TEKS BACAAN =>
“Allahumma Innaa nas-aluka ridhaaka wal jannata wa na’uudhubika min sakhatika wan naari”. “(Wahai Tuhan kami, sesungguhnya kami mohon keridhaan dan surgaMu dan berlindung kepada-Mu dari api neraka)”
Do’a di atas merupakan bagian dari rangkaian do’a ketika selesai sholat witir, sebagaimana kebiasaan umat Islam Indonesia rata-rata, menjalankan sholat sunnah tarawih sebagaimana dilakukan secara berjamaah sejak jaman Kholifah Umar Bin Khattab.
Kemudian setelah sholat tarawih 8 rakaat, 20 rakaat, atau jumlah lainnya, mengakhiri dengan sholat witir (sholat ganjil) 1 rakaat atau sampai 11 rakaat, dengan khusyu’, kemudian memanjatkan do’a, dimana salah satu dari bacaan do’a itu, membaca do’a di atas.

CUPLIKAN DATA =>

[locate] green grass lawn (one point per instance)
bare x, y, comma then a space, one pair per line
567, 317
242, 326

TUGAS ANDA =>
Salin tanpa perubahan bagian teks tentang doa selepas sholat witir, mulai dari "Kemudian setelah sholat" sampai dengan "do’a di atas.".

JAWABAN BENAR =>
Kemudian setelah sholat tarawih 8 rakaat, 20 rakaat, atau jumlah lainnya, mengakhiri dengan sholat witir (sholat ganjil) 1 rakaat atau sampai 11 rakaat, dengan khusyu’, kemudian memanjatkan do’a, dimana salah satu dari bacaan do’a itu, membaca do’a di atas.